Copy every item below verbatim, from start to finish.

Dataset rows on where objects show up
--
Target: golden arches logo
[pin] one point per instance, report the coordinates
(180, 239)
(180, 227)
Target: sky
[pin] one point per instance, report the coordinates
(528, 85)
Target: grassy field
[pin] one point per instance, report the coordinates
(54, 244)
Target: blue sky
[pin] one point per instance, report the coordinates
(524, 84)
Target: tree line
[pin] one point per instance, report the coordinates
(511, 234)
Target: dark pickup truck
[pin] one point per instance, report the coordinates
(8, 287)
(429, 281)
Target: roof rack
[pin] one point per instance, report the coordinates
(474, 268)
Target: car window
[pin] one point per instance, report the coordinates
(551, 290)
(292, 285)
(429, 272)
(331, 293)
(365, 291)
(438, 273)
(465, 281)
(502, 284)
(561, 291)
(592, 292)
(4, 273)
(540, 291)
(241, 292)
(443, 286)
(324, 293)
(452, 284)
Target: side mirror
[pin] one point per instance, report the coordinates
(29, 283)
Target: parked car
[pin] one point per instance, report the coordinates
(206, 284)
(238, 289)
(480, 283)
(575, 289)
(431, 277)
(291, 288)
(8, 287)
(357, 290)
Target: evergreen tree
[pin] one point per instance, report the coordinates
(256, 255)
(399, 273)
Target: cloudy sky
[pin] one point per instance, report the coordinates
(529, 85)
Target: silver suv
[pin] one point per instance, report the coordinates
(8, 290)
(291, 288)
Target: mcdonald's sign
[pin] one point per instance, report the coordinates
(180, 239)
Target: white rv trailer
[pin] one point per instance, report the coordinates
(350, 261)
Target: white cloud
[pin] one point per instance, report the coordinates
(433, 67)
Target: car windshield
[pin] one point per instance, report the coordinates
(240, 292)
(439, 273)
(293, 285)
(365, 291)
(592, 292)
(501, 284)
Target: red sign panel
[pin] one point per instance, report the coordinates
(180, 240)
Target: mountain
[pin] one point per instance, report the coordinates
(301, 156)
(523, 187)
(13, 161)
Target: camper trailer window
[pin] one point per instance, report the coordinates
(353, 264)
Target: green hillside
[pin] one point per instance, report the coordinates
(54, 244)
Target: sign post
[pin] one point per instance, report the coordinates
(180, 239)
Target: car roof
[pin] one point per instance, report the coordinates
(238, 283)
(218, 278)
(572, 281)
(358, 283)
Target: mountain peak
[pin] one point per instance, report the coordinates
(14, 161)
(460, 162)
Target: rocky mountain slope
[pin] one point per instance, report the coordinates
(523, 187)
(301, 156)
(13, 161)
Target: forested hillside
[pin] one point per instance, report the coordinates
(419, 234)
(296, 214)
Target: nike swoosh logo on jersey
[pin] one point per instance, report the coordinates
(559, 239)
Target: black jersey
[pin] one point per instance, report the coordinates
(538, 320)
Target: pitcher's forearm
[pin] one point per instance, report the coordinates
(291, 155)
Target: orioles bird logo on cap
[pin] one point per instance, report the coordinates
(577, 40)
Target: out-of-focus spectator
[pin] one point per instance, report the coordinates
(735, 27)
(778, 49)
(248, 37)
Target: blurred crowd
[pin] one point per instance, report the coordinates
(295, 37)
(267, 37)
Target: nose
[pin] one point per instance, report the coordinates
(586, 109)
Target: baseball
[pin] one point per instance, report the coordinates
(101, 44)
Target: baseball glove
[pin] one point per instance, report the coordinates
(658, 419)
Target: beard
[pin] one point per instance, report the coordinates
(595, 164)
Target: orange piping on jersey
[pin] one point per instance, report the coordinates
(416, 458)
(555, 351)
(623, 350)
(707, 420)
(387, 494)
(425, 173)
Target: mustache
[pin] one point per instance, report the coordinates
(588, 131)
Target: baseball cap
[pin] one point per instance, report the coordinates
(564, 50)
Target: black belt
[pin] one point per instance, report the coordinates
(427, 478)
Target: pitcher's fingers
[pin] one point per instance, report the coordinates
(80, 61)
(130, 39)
--
- Result below -
Target: golden arches logo
[pin] one point per instance, report the coordinates
(180, 239)
(180, 227)
Target: sky
[pin] one point per instance, report the coordinates
(528, 85)
Target: grassy field
[pin] one point per instance, report the coordinates
(54, 244)
Target: blue sky
[pin] one point per instance, report the coordinates
(524, 84)
Target: tree line
[pin] one point per instance, report the coordinates
(511, 234)
Target: dark pickup truck
[pin] one point per instance, report the coordinates
(8, 287)
(429, 281)
Target: roof rack
[pin] one point per instance, report the coordinates
(474, 268)
Target: car window
[pin] one point per instance, report the coordinates
(551, 290)
(292, 285)
(429, 272)
(331, 293)
(365, 291)
(438, 273)
(465, 281)
(502, 284)
(561, 291)
(592, 292)
(4, 273)
(540, 291)
(241, 292)
(443, 286)
(324, 293)
(452, 284)
Target: side mirror
[pin] one point per instance, report the coordinates
(29, 283)
Target: parked car
[pin] one point per instance, report the coordinates
(206, 284)
(238, 289)
(480, 283)
(575, 289)
(431, 277)
(291, 288)
(8, 287)
(357, 290)
Target: evergreen tree
[pin] one point per instance, report the coordinates
(256, 255)
(399, 273)
Target: cloudy sky
[pin] one point per instance, report the coordinates
(529, 85)
Target: silver suv
[pin] one point per instance, report the coordinates
(8, 290)
(291, 288)
Target: mcdonald's sign
[pin] one point per instance, report the coordinates
(180, 239)
Target: white rv trailer
[pin] one point per instance, report the coordinates
(350, 261)
Target: white cloud
[pin] one point per instance, report the coordinates
(433, 67)
Target: car windshield
[pin] one point per instance, report the coordinates
(240, 292)
(439, 273)
(293, 285)
(365, 291)
(592, 292)
(501, 284)
Target: red sign panel
[pin] one point per instance, report the coordinates
(180, 240)
Target: mountain
[pin] one point per instance, report the coordinates
(301, 156)
(523, 187)
(13, 161)
Target: camper trailer window
[pin] one point per instance, report the coordinates
(353, 264)
Target: green hillside
[pin] one point per instance, report the coordinates
(54, 244)
Target: sign post
[pin] one point per instance, report the coordinates
(180, 239)
Target: car roof
[pin] one point per instance, report the coordinates
(238, 283)
(218, 278)
(572, 281)
(358, 283)
Target: mountain peak
[pin] one point per instance, report the coordinates
(14, 161)
(460, 162)
Target: rocky mountain slope
[pin] one point per instance, report the coordinates
(523, 187)
(301, 156)
(13, 161)
Target: forested hillside
[pin] one point per instance, report the coordinates
(419, 234)
(296, 214)
Target: nike swoosh logo on jersey
[pin] one point per instance, report the coordinates
(559, 239)
Target: black jersey
[pin] one point per instance, report the coordinates
(538, 320)
Target: pitcher's forearm
[pin] one point per instance, report the coordinates
(291, 155)
Target: orioles bird logo on cap
[pin] one point per instance, report the coordinates
(577, 40)
Target: out-of-focus spectator
[pin] one point per instance, report the coordinates
(735, 27)
(778, 49)
(248, 37)
Target: blurred crowd
[pin] one point per instance, report the coordinates
(295, 37)
(267, 37)
Target: nose
[pin] one point per instance, report the coordinates
(586, 109)
Target: baseball
[pin] one point per instance, report the coordinates
(101, 44)
Target: baseball glove
[pin] one point per instance, report the coordinates
(658, 419)
Target: beard
[pin] one point per instance, report the coordinates
(595, 164)
Target: orange piping on jersey
[pin] one point per instance, report the coordinates
(416, 458)
(555, 351)
(623, 350)
(707, 420)
(387, 494)
(425, 173)
Target: mustache
[pin] one point per instance, report the coordinates
(588, 131)
Target: baseball cap
[pin] one point per instance, report the coordinates
(564, 50)
Target: black belt
[pin] one point per instance, report the coordinates
(427, 478)
Target: pitcher's fingers
[pin] one point per instance, report the coordinates
(80, 61)
(130, 39)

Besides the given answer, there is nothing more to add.